• _Exercise brief_
Each record must appear in the answer exactly as it does in the data.

Referring expression pointing data
━━━━━━━━━━━━━━━━━━━━━━━━━━━━━━

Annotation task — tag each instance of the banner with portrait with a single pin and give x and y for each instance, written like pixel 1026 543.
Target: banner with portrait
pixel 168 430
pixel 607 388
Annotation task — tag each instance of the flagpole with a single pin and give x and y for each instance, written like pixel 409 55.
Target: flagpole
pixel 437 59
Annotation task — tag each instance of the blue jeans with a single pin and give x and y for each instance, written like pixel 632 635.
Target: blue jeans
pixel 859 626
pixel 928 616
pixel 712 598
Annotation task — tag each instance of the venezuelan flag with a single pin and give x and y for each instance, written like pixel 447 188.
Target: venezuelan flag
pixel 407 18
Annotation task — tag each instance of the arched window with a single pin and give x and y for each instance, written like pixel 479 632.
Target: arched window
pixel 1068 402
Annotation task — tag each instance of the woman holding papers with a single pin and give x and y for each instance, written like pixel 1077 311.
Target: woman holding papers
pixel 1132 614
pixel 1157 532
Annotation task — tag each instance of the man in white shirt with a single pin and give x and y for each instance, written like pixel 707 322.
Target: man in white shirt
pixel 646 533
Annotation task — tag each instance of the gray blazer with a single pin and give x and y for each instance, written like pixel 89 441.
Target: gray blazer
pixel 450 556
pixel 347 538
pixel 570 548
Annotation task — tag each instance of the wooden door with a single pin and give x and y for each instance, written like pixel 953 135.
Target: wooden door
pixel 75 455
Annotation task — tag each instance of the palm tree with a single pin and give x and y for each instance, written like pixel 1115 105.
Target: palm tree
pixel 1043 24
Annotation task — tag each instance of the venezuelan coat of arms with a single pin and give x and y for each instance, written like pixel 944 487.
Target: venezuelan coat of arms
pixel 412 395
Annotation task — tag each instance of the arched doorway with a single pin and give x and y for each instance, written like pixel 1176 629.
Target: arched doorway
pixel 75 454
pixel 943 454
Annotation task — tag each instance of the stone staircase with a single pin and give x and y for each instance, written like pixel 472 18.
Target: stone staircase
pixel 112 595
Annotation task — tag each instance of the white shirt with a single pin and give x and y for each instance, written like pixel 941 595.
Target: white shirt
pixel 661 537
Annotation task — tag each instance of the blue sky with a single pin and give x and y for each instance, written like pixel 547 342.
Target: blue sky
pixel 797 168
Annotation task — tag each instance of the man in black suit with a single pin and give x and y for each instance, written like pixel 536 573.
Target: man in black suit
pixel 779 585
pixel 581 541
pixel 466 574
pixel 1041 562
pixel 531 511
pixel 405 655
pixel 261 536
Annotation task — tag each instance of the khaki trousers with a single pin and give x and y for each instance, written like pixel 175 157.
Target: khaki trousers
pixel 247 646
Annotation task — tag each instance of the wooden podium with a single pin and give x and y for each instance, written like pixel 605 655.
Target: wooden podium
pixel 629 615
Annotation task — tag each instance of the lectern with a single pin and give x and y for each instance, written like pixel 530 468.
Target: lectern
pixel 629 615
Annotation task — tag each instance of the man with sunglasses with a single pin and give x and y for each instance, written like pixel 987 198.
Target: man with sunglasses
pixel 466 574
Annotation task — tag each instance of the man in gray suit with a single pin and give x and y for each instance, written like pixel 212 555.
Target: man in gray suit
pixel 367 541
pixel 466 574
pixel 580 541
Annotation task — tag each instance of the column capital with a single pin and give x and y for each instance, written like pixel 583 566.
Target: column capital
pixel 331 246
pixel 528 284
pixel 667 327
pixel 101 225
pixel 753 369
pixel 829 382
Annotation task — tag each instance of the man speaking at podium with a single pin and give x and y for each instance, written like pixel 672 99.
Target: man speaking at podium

━━━━━━━━━━━━━━━━━━━━━━━━━━━━━━

• _Response to this task_
Annotation task — tag each instance of the banner with portrait with a single pin and give x and y for each instance, written like pixel 1026 543.
Target: banner with portrait
pixel 168 430
pixel 607 388
Annotation task — tag each instance of the flagpole with a single pin and give x and y for each instance, written like pixel 409 55.
Target: flagpole
pixel 437 59
Annotation task — tag each instance of the blue jeans with a single pin and give x and y for each instance, written like pixel 632 635.
Target: blue jeans
pixel 859 626
pixel 928 616
pixel 712 598
Annotation task — tag each instance of the venezuelan flag with a single pin and give x and y for each instance, written like pixel 447 188.
Target: venezuelan flag
pixel 407 18
Annotation task — tag each instance of the arched window with a single pin and give x and y for each instance, written like pixel 479 632.
Target: arched window
pixel 1068 402
Annotation task — tag each instance of the woman holding papers with a single pin and give x and y for each instance, written like pixel 1077 311.
Target: woman holding papers
pixel 1132 614
pixel 1157 532
Annotation task — tag each instance of the man in white shirt with a single pin and give x and y for each instance, written like pixel 707 322.
Target: man in white shirt
pixel 646 533
Annotation task — tag each instance of the gray blazer with a single pin and give x and y for each instance, written like pixel 89 441.
Target: gray blazer
pixel 450 556
pixel 347 538
pixel 570 548
Annotation task — tag each instance of the wooden door with a single pin and give x and y for each instance, written like pixel 953 135.
Target: wooden door
pixel 75 455
Annotation task — tag each instance of the palm tree with a single pin and give x and y for each instance, written like pixel 1115 105.
Target: palm tree
pixel 1043 24
Annotation task — tag each instance of the venezuelan coat of arms with a single pin and give x and y for each instance, written like pixel 944 487.
Target: venezuelan coat of arms
pixel 412 395
Annotation task — tag each instance of the arched doorway with a single pin and give x and y for each instance, written like pixel 1176 629.
Target: arched doorway
pixel 75 454
pixel 943 454
Annotation task — tag each instance of the stone staircase with a single pin and give x and y for each instance, written like pixel 472 18.
Target: stone staircase
pixel 112 595
Annotation task — tag each instance of the white shirt with a single pin and give x and y for each instance, written like pixel 941 595.
Target: white shirt
pixel 661 537
Annotation task — tag each instance of the blue sky with a single pin and give x and y for each instance, written like pixel 547 342.
Target: blue sky
pixel 797 168
Annotation task — tag each instance of the man in black suit with a single pin and give x and y for each instance, written like pixel 536 573.
Target: man in black suit
pixel 779 585
pixel 581 541
pixel 466 574
pixel 1041 562
pixel 531 511
pixel 405 655
pixel 261 536
Annotation task — tag each instance of the khaki trousers with a single pin and give x and y for each instance, written like pixel 175 157.
Target: khaki trousers
pixel 247 646
Annotation task — tag each instance of the wooden podium with a single pin and give x and y for each instance, written like pixel 605 655.
Target: wooden podium
pixel 629 615
Annotation task — tag each instance of the lectern with a single pin and give x and y for each instance, written like pixel 530 468.
Target: lectern
pixel 629 615
Annotation task — tag each instance of the man with sunglasses with a single pin and give x and y for each instance, written like pixel 987 198.
Target: man with sunglasses
pixel 466 574
Annotation task — tag each instance of the man in gray suit with a single pin and give x and y for each instance, written like pixel 212 555.
Target: man in gray suit
pixel 367 541
pixel 466 574
pixel 580 541
Annotation task — tag each instance of the column capital with a single pin and give x and y for each instance, written like pixel 583 566.
Target: column capital
pixel 331 246
pixel 528 284
pixel 667 327
pixel 101 225
pixel 753 369
pixel 829 382
Annotation task — tag each instance of the man speaking at podium with a single pin and give x and y for each instance, written like pixel 672 99.
Target: man speaking at podium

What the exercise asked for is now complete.